**The task**
Copy out all lines in the data below containing the string "pitcher".

[Records from a data collection]
=-=-=
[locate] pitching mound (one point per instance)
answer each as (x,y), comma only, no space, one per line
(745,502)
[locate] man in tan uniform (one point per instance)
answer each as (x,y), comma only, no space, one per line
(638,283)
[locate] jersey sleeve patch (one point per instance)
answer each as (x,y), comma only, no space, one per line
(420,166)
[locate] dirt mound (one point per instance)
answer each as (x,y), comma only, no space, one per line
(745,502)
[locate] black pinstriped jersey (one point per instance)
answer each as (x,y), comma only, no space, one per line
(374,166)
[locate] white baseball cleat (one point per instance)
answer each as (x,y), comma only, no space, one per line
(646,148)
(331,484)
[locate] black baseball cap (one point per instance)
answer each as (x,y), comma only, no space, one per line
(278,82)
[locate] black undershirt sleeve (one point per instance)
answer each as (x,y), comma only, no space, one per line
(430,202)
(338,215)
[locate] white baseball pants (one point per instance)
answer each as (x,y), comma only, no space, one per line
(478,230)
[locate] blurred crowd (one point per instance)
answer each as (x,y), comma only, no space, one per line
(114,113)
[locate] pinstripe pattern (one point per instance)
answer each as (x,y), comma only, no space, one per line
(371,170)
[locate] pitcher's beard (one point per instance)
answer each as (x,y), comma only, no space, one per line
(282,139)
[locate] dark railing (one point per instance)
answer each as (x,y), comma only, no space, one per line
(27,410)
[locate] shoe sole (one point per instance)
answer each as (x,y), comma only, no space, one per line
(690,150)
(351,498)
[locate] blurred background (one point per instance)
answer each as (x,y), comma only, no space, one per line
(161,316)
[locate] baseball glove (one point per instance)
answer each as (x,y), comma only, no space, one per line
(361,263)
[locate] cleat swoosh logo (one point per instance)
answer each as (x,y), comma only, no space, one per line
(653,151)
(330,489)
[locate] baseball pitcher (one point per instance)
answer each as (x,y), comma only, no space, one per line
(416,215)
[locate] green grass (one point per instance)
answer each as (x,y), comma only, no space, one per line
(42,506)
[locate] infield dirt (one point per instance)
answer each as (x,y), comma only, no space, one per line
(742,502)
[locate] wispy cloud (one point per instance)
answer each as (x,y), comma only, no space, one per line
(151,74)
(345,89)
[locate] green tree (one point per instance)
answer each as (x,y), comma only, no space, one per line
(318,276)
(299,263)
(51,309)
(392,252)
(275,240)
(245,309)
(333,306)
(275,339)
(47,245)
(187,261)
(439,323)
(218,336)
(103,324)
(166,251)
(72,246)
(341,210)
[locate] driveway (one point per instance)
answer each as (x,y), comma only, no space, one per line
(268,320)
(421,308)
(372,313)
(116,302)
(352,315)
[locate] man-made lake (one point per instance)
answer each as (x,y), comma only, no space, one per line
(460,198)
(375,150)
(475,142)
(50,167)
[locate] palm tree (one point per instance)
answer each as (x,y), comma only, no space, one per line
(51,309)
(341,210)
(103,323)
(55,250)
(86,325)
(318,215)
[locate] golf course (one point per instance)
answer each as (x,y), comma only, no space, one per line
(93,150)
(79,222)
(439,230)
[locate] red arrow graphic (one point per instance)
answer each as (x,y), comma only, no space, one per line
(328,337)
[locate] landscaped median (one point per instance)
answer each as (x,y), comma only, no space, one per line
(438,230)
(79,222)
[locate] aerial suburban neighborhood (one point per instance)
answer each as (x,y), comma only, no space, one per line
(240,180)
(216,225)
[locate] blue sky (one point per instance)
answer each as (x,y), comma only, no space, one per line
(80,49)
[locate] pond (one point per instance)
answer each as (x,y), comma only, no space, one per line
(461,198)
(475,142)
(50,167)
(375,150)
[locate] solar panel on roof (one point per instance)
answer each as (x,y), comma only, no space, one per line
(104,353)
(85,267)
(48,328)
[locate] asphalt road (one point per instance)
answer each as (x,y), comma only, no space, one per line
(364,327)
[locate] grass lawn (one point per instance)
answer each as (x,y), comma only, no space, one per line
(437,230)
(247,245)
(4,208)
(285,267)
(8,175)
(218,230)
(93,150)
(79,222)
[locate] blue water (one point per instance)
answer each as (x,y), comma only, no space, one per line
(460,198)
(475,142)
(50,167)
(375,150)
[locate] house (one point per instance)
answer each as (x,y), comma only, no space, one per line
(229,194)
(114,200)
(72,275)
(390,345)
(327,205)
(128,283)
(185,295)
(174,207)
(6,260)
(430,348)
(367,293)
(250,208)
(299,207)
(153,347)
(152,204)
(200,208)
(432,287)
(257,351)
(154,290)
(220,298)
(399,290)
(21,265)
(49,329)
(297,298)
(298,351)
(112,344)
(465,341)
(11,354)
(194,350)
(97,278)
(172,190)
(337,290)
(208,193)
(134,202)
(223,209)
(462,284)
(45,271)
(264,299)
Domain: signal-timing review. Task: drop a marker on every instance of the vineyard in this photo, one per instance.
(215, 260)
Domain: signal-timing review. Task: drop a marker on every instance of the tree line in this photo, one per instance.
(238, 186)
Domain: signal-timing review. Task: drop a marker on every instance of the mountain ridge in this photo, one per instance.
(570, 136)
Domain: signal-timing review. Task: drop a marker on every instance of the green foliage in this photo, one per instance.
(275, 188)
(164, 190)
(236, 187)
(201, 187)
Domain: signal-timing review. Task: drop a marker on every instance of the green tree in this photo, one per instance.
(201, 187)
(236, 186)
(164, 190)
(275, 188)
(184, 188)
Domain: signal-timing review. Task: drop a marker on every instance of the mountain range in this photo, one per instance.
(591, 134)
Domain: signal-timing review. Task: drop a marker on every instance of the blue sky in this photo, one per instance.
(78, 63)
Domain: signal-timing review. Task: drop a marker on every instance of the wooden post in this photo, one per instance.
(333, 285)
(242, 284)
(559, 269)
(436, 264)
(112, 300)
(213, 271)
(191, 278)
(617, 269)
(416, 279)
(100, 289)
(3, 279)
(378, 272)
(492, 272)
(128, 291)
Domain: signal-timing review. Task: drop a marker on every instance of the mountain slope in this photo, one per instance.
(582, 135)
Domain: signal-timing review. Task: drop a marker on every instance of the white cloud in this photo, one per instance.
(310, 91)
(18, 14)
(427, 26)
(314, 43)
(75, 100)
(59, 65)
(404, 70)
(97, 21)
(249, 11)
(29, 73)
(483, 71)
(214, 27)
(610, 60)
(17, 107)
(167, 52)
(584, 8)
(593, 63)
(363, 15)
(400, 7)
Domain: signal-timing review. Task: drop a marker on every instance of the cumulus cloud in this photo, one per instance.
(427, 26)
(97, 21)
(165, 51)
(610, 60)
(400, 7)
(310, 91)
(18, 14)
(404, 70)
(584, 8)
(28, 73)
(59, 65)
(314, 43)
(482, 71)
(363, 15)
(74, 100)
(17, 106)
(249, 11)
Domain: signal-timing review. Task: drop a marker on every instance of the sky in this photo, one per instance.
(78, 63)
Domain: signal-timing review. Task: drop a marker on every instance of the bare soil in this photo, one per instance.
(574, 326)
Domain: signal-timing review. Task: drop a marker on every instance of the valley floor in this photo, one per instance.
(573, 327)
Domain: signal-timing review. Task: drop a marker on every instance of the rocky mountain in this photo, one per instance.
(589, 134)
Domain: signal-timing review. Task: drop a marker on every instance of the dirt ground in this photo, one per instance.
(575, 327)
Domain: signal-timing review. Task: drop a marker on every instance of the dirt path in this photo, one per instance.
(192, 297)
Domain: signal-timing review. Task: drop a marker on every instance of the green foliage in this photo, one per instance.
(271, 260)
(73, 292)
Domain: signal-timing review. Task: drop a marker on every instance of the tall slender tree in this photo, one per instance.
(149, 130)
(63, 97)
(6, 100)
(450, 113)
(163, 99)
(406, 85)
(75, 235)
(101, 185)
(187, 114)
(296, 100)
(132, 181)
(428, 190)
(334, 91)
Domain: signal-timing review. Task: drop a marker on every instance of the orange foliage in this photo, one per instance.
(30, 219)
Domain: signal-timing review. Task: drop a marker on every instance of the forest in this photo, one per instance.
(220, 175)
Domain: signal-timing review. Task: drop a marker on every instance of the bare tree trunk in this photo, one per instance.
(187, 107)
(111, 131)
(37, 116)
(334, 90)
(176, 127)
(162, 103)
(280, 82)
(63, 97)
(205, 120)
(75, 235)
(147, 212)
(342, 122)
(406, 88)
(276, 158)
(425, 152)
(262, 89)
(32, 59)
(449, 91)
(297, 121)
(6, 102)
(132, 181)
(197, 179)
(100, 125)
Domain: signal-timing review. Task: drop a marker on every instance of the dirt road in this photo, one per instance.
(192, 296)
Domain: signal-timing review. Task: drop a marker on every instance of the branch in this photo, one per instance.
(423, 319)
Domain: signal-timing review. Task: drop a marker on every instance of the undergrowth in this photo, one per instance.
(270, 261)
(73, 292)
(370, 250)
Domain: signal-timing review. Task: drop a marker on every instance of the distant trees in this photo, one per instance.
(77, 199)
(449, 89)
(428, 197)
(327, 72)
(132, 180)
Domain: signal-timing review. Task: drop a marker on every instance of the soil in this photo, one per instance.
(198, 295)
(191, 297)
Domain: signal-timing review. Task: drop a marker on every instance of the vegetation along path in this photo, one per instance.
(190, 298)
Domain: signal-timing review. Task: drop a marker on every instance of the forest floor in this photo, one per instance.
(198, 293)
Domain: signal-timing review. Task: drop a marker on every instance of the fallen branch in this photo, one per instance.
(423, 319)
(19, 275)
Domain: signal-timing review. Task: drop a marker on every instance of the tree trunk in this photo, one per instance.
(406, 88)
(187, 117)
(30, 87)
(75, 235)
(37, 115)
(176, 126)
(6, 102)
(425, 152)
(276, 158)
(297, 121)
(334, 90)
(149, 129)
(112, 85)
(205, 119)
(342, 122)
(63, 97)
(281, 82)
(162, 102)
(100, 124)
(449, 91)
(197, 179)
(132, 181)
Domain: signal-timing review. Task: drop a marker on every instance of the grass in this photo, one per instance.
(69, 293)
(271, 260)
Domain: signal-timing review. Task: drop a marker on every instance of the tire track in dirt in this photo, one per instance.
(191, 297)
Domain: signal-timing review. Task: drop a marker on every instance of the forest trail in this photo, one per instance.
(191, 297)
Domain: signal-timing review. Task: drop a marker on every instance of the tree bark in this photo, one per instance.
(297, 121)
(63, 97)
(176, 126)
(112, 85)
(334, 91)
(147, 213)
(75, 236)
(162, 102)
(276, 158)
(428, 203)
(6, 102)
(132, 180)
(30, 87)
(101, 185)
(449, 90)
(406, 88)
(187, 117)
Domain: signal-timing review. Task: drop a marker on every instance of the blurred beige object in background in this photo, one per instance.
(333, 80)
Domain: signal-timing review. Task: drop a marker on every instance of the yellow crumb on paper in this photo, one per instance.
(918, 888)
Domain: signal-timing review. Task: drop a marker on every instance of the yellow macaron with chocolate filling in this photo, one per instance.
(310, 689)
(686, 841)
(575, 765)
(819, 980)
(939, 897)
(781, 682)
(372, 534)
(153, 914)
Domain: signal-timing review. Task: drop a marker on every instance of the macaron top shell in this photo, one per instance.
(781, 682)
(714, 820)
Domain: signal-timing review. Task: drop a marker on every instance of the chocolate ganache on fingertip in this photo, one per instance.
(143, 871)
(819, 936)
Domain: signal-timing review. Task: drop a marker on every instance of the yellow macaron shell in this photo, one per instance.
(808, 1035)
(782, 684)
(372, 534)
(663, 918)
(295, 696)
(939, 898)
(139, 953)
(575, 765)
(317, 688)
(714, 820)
=-=-=
**Response to the task**
[locate] pitcher's beard (one point per instance)
[locate] baseball pitcher (one point per instance)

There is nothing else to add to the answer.